** BEGIN AVAILABLE RECORDS **

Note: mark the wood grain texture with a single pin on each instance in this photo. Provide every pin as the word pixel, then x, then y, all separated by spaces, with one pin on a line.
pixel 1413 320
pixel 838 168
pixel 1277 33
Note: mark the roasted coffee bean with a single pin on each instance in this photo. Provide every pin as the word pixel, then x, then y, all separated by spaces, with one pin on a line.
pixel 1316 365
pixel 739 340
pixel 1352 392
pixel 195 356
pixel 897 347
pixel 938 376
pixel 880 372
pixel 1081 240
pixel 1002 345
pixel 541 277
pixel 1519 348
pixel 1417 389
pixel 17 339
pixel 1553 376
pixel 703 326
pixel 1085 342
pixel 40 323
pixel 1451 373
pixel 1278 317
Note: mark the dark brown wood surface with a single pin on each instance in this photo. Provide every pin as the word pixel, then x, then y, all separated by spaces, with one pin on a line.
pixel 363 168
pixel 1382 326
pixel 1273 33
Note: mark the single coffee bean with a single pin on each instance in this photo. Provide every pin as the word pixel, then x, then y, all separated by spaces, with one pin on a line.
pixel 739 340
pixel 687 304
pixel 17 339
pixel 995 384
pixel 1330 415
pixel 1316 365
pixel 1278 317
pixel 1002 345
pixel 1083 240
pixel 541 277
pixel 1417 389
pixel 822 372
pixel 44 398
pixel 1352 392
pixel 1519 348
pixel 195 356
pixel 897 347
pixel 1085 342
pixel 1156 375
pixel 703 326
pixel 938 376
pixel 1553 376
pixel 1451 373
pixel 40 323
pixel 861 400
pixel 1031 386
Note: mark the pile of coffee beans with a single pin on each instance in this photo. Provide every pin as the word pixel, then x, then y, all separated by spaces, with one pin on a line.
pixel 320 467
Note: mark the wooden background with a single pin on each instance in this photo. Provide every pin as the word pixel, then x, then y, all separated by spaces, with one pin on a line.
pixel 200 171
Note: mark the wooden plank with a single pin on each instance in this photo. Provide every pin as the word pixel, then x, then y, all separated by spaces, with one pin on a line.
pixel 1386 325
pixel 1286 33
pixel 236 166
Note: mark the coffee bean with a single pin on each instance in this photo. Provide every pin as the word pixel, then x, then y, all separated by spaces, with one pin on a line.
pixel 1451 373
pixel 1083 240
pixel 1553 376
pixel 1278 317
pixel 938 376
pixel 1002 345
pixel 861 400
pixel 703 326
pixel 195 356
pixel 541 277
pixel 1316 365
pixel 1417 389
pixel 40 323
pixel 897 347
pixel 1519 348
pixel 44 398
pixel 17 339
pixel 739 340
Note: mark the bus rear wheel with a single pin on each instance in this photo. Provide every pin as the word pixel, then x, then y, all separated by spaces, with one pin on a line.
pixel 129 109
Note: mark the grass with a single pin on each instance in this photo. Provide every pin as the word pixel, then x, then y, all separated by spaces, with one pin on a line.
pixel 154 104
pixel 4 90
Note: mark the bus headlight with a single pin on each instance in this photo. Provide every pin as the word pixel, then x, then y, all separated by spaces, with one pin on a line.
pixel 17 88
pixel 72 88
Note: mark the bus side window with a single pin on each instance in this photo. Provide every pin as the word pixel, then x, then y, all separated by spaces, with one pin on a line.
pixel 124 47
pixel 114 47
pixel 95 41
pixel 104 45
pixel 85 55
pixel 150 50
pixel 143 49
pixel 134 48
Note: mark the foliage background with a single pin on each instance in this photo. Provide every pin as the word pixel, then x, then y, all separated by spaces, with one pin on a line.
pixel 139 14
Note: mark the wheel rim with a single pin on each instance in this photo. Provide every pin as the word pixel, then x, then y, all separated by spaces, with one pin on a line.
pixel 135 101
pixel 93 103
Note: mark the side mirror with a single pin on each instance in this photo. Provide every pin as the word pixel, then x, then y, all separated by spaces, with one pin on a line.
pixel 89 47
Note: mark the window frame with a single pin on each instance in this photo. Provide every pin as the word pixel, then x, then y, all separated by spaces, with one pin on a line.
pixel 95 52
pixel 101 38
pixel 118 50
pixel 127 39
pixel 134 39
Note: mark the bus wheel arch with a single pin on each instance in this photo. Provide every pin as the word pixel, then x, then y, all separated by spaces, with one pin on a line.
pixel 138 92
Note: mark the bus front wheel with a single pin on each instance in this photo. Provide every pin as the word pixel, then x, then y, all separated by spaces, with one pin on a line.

** END AVAILABLE RECORDS **

● **DIRECTIONS FOR THIS TASK**
Copy the lines of the items verbatim, starting with the line that contains "Note: mark the grass" and going on through the line that contains "pixel 139 14".

● **FULL OUTPUT**
Note: mark the grass with a single pin on each instance in this photo. Provide every pin as the word pixel, then x, then y, all separated by spaces, with one pin on a line.
pixel 154 104
pixel 4 90
Note: mark the bus headlight with a single pin on each instance in this photo. Provide every pin as the word pixel, then x, then y, all separated by spaces, with one pin on a line.
pixel 17 88
pixel 72 88
Note: mark the bus side window with a single pin on each instance in this photo. Provide every pin as the word pixel, then x, then y, all separated by spaces, with one pin on a line.
pixel 124 47
pixel 114 47
pixel 95 41
pixel 104 45
pixel 85 55
pixel 150 50
pixel 143 49
pixel 134 48
Note: mark the foliage background with a single pin on each instance in this photo. Provide every pin as the word pixel, then x, then y, all separated by spaces, with one pin on a line.
pixel 139 14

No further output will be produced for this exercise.